INFORMATION PROVIDED ->
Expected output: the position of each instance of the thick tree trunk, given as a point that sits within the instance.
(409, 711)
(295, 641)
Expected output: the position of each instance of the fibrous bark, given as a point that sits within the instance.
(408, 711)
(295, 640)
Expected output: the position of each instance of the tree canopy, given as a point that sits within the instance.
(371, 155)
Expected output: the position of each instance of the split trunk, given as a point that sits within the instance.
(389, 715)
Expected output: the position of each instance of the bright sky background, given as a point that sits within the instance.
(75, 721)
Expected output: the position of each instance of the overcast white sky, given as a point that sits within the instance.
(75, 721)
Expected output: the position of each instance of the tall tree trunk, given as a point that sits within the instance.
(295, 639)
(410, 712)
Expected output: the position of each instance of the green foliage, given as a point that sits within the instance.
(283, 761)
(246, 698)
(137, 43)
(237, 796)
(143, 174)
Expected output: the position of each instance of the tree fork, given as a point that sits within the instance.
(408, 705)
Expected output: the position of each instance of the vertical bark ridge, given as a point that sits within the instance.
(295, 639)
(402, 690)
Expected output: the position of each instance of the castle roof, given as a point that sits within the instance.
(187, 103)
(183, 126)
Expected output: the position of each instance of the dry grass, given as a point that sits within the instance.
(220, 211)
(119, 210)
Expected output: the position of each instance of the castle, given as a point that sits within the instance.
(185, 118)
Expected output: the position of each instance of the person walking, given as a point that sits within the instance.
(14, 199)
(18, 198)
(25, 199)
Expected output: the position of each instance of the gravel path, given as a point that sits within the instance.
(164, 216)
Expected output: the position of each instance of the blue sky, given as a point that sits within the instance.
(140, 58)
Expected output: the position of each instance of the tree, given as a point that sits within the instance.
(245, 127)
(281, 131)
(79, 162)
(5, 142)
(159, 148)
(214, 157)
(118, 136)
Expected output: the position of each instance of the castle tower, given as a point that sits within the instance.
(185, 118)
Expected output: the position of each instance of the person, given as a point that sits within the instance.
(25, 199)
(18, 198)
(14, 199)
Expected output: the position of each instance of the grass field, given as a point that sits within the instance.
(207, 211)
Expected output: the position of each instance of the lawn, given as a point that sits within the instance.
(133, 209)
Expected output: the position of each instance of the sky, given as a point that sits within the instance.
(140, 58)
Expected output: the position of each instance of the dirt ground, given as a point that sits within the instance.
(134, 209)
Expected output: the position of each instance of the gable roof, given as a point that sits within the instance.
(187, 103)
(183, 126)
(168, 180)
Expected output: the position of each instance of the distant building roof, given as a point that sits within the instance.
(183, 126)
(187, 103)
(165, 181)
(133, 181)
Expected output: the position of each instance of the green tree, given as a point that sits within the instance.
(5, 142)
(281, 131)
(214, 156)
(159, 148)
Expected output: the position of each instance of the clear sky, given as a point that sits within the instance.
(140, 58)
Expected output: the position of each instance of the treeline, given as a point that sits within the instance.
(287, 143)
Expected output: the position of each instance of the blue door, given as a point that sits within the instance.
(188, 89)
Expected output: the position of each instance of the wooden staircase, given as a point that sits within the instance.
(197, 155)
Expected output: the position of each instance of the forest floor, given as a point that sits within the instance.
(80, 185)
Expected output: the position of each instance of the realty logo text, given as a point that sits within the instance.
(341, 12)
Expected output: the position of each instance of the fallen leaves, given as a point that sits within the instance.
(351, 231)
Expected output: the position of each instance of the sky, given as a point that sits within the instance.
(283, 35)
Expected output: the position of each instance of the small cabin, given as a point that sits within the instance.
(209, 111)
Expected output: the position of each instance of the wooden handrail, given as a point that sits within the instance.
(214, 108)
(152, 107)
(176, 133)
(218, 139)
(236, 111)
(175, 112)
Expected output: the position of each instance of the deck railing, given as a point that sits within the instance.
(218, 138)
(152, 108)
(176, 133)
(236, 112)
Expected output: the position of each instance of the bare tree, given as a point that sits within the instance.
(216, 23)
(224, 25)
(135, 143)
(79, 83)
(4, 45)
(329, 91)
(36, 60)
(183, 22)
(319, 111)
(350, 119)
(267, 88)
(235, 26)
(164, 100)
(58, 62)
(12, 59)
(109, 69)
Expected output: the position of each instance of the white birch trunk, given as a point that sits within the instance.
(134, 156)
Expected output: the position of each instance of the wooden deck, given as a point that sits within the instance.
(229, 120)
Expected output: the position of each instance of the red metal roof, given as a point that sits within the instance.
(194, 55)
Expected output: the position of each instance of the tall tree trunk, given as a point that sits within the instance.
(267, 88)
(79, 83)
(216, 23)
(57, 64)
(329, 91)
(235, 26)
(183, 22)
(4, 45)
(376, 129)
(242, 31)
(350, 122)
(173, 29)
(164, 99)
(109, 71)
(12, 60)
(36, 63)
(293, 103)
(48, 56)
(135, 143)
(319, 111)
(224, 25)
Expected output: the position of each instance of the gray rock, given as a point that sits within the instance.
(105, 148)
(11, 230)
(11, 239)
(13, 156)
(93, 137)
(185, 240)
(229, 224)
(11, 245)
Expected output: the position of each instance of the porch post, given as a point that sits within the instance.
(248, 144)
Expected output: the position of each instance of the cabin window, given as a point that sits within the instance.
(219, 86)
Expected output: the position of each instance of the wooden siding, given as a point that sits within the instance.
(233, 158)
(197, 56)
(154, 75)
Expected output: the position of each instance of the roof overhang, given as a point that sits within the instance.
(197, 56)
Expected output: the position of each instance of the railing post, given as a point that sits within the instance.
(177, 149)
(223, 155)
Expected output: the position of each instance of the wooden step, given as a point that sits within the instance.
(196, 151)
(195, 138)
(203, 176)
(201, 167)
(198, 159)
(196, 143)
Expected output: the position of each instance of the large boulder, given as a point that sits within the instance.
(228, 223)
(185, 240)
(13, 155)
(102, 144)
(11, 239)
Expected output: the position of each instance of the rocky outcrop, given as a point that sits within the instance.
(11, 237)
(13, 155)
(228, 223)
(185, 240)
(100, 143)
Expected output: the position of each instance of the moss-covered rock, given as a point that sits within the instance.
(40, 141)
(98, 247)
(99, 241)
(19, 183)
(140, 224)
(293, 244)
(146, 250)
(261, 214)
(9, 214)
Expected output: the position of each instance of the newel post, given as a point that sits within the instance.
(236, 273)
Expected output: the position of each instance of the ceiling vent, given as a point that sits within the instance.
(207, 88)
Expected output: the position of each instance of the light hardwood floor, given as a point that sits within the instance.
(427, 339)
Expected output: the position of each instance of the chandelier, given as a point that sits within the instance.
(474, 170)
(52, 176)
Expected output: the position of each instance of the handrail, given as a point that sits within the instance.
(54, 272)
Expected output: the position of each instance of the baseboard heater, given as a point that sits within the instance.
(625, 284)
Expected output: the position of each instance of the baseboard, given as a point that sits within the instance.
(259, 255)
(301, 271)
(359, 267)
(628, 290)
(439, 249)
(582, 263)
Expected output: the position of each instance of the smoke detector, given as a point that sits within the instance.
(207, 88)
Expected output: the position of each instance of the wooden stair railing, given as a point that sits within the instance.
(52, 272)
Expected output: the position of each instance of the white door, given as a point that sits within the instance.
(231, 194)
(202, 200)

EXERCISE DIRECTIONS ->
Reproduce each line of the material above precisely.

EXPECTED ANSWER ->
Expected output: the position of each instance of the thick tree trunk, given as a point that sits within the instance.
(409, 711)
(295, 641)
Expected output: the position of each instance of the fibrous bark, given as a point that sits within the instance.
(408, 711)
(295, 640)
Expected output: the position of each instance of the tree canopy, given as a point that sits within the instance.
(371, 155)
Expected output: the position of each instance of the split trunk, given as a point that sits within the instance.
(389, 715)
Expected output: the position of each instance of the bright sky background, given as a point that sits within the instance.
(75, 721)
Expected output: the position of each instance of the overcast white sky, given as a point that sits within the instance.
(75, 721)
Expected output: the position of each instance of the tall tree trunk, given as a point that sits within the instance.
(295, 639)
(410, 712)
Expected output: the position of each instance of the green foliage, given as a point that sits within the instance.
(283, 761)
(246, 698)
(137, 43)
(237, 796)
(143, 174)
Expected output: the position of each instance of the tree fork, given as a point that sits within the instance.
(408, 705)
Expected output: the position of each instance of the vertical bark ridge, given as a point that sits within the instance.
(295, 639)
(402, 690)
Expected output: the position of each instance of the castle roof, given as a point that sits within the instance.
(187, 103)
(183, 126)
Expected output: the position of each instance of the dry grass, given as a point that sits within the instance.
(220, 211)
(119, 210)
Expected output: the position of each instance of the castle, given as a point that sits within the instance.
(185, 118)
Expected output: the position of each instance of the person walking, given as a point that sits within the instance.
(14, 199)
(18, 198)
(25, 199)
Expected output: the position of each instance of the gravel path, given as a point that sits within the instance.
(164, 216)
Expected output: the position of each instance of the blue sky, given as a point that sits within the instance.
(140, 58)
Expected output: the position of each instance of the tree, given as a point that sits within the instance.
(245, 127)
(281, 131)
(79, 162)
(5, 142)
(159, 148)
(214, 157)
(118, 136)
Expected output: the position of each instance of the castle tower, given as a point that sits within the instance.
(185, 118)
Expected output: the position of each instance of the person, given as a point that sits within the instance.
(25, 199)
(18, 198)
(14, 199)
Expected output: the position of each instance of the grass field, given as a point that sits within the instance.
(207, 211)
Expected output: the position of each instance of the lawn, given as a point that sits within the instance.
(133, 209)
Expected output: the position of each instance of the sky, given as a point that sits within the instance.
(140, 58)
Expected output: the position of each instance of the dirt ground, given as a point that sits within the instance.
(134, 209)
Expected output: the position of each instance of the gable roof, given as a point that sits within the instance.
(187, 103)
(183, 126)
(168, 180)
Expected output: the position of each instance of the distant building roof, given as a point that sits within the instance.
(183, 126)
(187, 103)
(165, 181)
(133, 181)
Expected output: the position of each instance of the green tree, given as a point that sits within the instance.
(5, 142)
(281, 131)
(214, 156)
(159, 148)
Expected output: the position of each instance of the clear sky, given as a point that sits within the instance.
(140, 58)
Expected output: the position of each instance of the treeline, given as a point that sits within the instance.
(287, 143)
Expected output: the position of each instance of the blue door, given as a point that sits within the instance.
(188, 89)
Expected output: the position of each instance of the wooden staircase, given as a point that sits within the instance.
(197, 155)
Expected output: the position of each instance of the forest floor, given as a point that sits within the instance.
(80, 185)
Expected output: the position of each instance of the realty logo text, given as a point that sits within the instance.
(341, 12)
Expected output: the position of each instance of the fallen leaves, given as a point that sits within the instance.
(351, 231)
Expected output: the position of each instance of the sky, given as a point that sits within the instance.
(283, 35)
Expected output: the position of each instance of the small cabin, given as a point that sits within the instance.
(209, 111)
Expected output: the position of each instance of the wooden handrail, given as a point that sits within the instance.
(214, 108)
(152, 107)
(176, 133)
(218, 139)
(236, 111)
(175, 112)
Expected output: the position of each instance of the deck railing, given as a point that sits within the instance.
(218, 138)
(152, 108)
(176, 133)
(236, 112)
Expected output: the position of each instance of the bare tree, given as a point that sits within the instance.
(216, 23)
(224, 25)
(135, 143)
(79, 83)
(4, 45)
(329, 91)
(36, 60)
(183, 22)
(319, 111)
(350, 119)
(267, 88)
(235, 26)
(164, 100)
(58, 62)
(12, 59)
(109, 69)
Expected output: the position of each instance of the white birch trunk, given as a point that sits within the instance.
(134, 156)
Expected output: the position of each instance of the wooden deck, given as a point that sits within the instance.
(229, 120)
Expected output: the position of each instance of the red metal roof, given as a point that sits within the instance.
(194, 55)
Expected output: the position of each instance of the tall tree trunk, given as a point that sits within the instance.
(267, 88)
(79, 83)
(216, 23)
(57, 64)
(329, 91)
(235, 26)
(183, 22)
(4, 45)
(376, 129)
(242, 31)
(350, 122)
(173, 29)
(164, 99)
(109, 71)
(12, 60)
(36, 63)
(293, 103)
(48, 56)
(135, 143)
(319, 111)
(224, 25)
Expected output: the position of each instance of the gray rock, given as a point that sits within the instance.
(105, 148)
(11, 230)
(11, 239)
(13, 156)
(93, 137)
(185, 240)
(229, 224)
(11, 245)
Expected output: the position of each instance of the porch post, given as a point that sits within the instance.
(248, 144)
Expected output: the position of each instance of the cabin window, given as a point that sits within the instance.
(219, 86)
Expected output: the position of each instance of the wooden siding, given as a point that sits within the instance.
(233, 158)
(197, 56)
(154, 75)
Expected output: the position of each instance of the roof overhang, given as a point that sits within the instance.
(197, 56)
Expected output: the position of each instance of the railing post, given as a point that sits within the instance.
(177, 149)
(223, 155)
Expected output: the position of each instance of the wooden step, given as a point that sits within the instance.
(196, 151)
(195, 138)
(203, 176)
(201, 167)
(198, 159)
(196, 143)
Expected output: the position of each instance of the large boulder, given as a point that sits within the instance.
(228, 223)
(185, 240)
(13, 155)
(102, 144)
(11, 239)
Expected output: the position of each instance of the rocky outcrop, given as a point that sits within the instance.
(11, 237)
(13, 155)
(228, 223)
(185, 240)
(100, 143)
Expected output: the position of each instance of the moss-covered rock, given as a point that sits within the instance.
(40, 141)
(98, 247)
(99, 241)
(19, 183)
(140, 224)
(293, 244)
(146, 250)
(261, 214)
(9, 214)
Expected output: the position of each instance of the newel post, given as a point that sits within the instance.
(236, 273)
Expected output: the position of each instance of the ceiling vent, given as a point that sits within the instance.
(207, 88)
Expected output: the position of each instance of the light hardwood floor, given as a point that sits within the instance.
(427, 339)
Expected output: the position of each instance of the chandelier, given as a point that sits within the instance.
(474, 170)
(52, 176)
Expected output: the position of each instance of the handrail, given as a point that sits within the instance.
(54, 272)
Expected output: the position of each instance of the baseboard heater, given as a point that sits within the instance.
(625, 284)
Expected output: the position of each instance of the baseboard, given as a point that sits within the instance.
(259, 255)
(301, 271)
(359, 267)
(628, 290)
(439, 249)
(582, 263)
Expected output: the position of each instance of the smoke detector, given as a point that sits within the instance.
(207, 88)
Expected output: the position of each instance of the wooden stair railing, given as a point that sits within the instance.
(52, 272)
Expected output: the position of each instance of the white door, given as a point that sits within the instance.
(231, 194)
(202, 200)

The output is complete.